---------- Material ----------
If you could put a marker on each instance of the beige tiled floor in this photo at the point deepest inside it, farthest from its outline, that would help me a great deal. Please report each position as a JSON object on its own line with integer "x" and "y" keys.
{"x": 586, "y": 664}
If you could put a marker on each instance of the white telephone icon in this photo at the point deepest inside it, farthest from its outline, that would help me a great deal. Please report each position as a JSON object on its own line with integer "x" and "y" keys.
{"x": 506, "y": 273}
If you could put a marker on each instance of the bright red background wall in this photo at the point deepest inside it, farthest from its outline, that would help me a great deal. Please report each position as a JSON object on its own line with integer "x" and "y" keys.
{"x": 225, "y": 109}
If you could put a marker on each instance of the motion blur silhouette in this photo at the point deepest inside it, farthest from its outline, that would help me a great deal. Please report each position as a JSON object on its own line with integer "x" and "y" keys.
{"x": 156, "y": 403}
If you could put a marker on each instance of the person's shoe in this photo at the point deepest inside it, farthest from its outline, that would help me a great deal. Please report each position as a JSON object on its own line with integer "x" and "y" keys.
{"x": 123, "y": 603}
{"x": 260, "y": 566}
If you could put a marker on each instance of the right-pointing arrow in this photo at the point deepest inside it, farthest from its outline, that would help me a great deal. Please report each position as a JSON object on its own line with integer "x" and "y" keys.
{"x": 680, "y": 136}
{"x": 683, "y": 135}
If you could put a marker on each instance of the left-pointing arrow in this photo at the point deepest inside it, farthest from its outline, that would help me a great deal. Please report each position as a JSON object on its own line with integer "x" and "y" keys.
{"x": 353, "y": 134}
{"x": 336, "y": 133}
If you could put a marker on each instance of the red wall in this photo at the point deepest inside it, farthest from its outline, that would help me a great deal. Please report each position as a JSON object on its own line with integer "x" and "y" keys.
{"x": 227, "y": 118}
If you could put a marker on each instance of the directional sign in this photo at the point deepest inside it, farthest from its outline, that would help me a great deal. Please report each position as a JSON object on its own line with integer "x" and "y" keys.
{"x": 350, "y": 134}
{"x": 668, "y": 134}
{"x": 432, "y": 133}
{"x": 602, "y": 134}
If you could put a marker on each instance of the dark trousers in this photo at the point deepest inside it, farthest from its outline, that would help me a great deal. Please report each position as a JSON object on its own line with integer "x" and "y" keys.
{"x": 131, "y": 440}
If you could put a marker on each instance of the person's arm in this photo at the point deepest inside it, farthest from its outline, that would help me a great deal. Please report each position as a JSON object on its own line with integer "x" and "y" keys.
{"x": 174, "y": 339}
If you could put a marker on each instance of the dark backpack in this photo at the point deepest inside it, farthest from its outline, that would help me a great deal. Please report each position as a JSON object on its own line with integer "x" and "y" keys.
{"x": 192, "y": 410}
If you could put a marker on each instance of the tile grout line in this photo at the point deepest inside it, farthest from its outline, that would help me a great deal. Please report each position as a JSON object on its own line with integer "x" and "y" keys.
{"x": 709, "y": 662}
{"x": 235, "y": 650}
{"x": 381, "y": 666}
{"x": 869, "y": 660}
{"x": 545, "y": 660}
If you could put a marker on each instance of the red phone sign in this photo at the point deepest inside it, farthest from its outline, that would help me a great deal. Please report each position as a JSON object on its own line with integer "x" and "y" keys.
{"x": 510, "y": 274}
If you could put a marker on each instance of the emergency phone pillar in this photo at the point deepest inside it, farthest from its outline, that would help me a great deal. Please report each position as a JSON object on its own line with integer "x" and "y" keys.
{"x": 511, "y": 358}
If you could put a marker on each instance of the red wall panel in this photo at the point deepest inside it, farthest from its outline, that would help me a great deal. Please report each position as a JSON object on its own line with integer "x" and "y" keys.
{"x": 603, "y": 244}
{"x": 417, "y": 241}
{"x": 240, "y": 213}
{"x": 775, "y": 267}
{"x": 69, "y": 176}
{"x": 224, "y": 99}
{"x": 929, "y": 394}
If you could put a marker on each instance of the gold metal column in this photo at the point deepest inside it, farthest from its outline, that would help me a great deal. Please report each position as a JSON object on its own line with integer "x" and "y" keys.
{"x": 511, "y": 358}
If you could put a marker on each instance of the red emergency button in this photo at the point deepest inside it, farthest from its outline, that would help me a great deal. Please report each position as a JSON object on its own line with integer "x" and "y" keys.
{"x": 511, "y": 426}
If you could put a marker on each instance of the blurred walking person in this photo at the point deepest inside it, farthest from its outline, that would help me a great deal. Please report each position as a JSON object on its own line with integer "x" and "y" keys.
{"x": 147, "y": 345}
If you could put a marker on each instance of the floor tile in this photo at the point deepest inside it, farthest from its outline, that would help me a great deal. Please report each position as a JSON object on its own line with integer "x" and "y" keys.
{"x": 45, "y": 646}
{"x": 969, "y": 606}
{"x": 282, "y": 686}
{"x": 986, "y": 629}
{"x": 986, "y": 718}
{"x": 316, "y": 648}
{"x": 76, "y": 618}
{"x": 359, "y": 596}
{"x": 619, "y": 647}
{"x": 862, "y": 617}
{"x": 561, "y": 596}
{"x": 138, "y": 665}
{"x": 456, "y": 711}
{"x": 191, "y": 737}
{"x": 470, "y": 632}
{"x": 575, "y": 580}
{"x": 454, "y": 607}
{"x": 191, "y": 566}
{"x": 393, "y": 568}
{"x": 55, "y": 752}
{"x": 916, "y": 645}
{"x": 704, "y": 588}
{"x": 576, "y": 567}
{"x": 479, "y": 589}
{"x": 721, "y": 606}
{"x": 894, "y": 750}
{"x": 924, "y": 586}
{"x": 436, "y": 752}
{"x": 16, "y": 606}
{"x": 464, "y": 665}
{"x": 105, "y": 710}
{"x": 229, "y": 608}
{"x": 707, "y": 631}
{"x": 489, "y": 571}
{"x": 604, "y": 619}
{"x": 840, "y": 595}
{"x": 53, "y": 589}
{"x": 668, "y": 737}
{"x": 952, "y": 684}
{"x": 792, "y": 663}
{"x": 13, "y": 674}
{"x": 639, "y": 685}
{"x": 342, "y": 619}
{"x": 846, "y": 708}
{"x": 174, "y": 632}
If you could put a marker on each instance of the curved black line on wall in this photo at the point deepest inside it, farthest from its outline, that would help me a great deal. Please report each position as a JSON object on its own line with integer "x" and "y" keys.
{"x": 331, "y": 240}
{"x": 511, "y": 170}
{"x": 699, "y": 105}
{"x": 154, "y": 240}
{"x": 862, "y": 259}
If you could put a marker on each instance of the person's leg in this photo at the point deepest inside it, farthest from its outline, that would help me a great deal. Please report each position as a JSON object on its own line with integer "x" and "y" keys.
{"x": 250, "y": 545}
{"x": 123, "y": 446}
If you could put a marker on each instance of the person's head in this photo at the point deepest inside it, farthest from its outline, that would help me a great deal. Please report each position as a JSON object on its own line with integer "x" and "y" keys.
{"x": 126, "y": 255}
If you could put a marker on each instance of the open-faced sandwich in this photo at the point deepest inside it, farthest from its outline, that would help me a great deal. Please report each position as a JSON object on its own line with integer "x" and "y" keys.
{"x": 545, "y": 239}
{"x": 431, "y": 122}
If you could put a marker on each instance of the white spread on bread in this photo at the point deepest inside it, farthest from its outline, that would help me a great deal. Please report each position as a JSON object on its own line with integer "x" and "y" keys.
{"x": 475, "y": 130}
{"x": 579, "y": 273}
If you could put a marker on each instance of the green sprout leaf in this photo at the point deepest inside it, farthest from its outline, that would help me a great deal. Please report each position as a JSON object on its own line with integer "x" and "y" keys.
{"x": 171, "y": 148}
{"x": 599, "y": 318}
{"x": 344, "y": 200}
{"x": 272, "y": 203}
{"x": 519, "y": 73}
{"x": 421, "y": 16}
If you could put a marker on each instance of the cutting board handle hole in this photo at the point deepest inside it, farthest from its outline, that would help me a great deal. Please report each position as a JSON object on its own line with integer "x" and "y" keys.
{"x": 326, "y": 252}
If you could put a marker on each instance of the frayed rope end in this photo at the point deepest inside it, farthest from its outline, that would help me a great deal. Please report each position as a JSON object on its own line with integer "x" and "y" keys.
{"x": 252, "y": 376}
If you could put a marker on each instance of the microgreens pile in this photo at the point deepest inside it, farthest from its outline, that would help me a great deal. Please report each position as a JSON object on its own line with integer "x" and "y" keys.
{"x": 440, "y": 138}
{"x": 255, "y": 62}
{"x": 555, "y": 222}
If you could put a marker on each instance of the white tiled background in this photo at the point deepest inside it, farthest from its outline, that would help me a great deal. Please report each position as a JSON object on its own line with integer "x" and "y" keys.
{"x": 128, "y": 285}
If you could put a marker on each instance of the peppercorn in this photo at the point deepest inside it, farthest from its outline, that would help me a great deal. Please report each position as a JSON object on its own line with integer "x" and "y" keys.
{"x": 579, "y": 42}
----------
---------- Material ----------
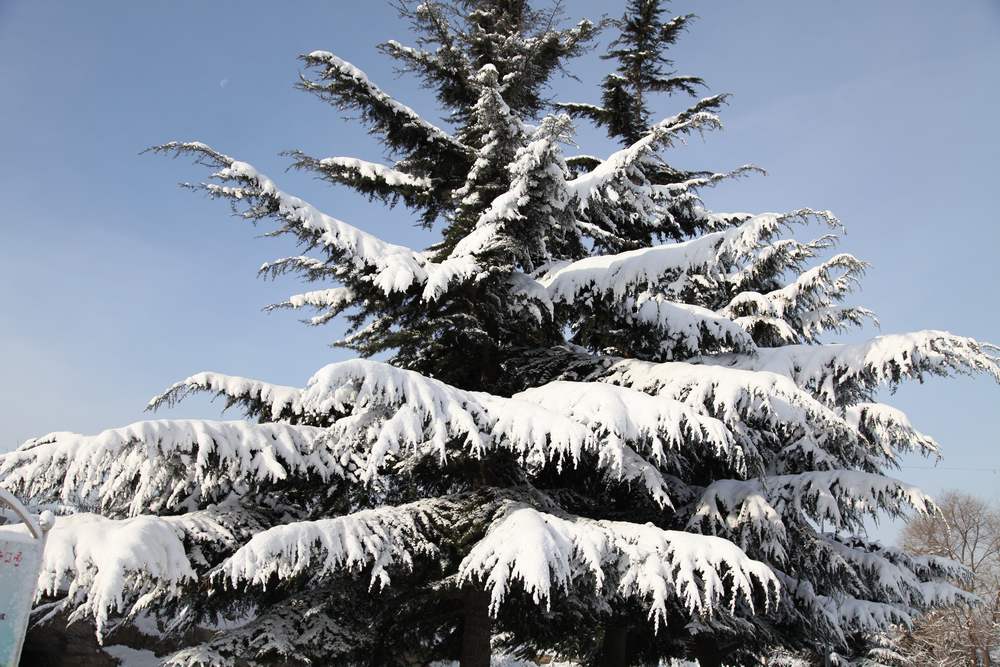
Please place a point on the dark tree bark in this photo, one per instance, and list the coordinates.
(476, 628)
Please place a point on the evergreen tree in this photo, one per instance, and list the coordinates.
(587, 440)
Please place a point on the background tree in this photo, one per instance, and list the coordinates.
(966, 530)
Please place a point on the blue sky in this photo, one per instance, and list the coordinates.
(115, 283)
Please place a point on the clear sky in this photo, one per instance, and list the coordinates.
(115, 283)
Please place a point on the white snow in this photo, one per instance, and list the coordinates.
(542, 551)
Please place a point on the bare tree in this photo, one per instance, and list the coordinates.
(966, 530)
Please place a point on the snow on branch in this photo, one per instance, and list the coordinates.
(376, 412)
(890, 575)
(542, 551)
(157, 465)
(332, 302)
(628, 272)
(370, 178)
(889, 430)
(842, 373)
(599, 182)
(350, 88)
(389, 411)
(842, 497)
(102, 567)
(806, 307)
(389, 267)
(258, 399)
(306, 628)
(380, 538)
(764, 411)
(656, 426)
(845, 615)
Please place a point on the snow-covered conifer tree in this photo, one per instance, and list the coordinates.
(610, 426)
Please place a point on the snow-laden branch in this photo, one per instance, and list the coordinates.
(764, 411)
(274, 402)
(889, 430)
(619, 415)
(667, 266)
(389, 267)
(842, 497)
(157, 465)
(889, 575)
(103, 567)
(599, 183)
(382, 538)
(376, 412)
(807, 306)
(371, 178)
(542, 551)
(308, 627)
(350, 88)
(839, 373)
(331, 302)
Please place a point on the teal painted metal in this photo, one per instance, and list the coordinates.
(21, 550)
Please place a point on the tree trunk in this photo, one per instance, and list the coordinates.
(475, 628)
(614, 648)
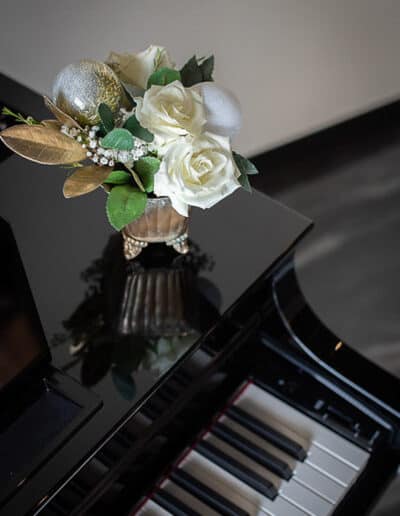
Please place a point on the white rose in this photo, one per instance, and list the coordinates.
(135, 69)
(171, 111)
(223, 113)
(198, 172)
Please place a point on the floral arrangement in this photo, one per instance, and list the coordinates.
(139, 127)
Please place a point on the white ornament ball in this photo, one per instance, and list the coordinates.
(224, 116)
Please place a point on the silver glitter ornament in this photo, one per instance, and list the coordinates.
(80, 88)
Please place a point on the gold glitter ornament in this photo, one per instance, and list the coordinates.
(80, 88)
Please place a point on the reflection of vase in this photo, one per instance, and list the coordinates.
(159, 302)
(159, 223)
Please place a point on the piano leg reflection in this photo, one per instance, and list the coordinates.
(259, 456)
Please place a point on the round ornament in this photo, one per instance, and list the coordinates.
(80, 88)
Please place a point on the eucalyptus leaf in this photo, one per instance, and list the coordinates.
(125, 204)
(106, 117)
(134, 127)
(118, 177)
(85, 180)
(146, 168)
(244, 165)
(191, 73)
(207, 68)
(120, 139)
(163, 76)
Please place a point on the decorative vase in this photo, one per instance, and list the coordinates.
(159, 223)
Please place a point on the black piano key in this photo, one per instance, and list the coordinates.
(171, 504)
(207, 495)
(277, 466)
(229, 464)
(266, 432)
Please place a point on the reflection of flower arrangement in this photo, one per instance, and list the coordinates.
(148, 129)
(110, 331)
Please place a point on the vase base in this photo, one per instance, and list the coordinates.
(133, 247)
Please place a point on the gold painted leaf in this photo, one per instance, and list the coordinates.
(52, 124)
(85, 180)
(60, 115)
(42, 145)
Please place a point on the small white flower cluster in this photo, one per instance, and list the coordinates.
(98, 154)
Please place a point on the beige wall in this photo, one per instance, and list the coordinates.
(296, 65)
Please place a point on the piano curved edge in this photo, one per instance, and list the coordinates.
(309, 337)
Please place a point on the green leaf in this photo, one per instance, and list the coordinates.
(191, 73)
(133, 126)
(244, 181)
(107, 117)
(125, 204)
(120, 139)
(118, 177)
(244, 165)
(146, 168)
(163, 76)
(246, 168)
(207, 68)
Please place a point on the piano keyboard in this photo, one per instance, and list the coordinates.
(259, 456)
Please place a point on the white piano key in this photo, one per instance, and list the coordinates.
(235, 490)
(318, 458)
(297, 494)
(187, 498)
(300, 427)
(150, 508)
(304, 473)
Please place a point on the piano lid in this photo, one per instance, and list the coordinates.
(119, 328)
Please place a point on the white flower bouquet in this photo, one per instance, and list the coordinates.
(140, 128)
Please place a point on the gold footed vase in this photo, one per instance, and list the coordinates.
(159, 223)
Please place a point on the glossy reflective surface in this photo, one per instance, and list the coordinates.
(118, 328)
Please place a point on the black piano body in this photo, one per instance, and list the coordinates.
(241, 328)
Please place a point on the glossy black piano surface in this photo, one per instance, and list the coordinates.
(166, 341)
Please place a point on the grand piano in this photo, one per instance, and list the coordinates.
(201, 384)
----------
Short exercise —
Extract every line of the material that contains the word "leaf".

Exercise output —
If you could put a marker on each instance of the green sprout leaf in this photo at the point deepest inside it, farthest from its outline, that would help me a great deal. Please report each position as a JSON object on its own line with integer "x" and "y" keys.
Please place a point on the eucalyptus leaf in this photo, one per instance, and list the coordinates.
Please place a point on the gold painted leaf in this photo, one per instance, and list the coordinates.
Please place a point on the green leaf in this photo, one per instance, and list the coordinates.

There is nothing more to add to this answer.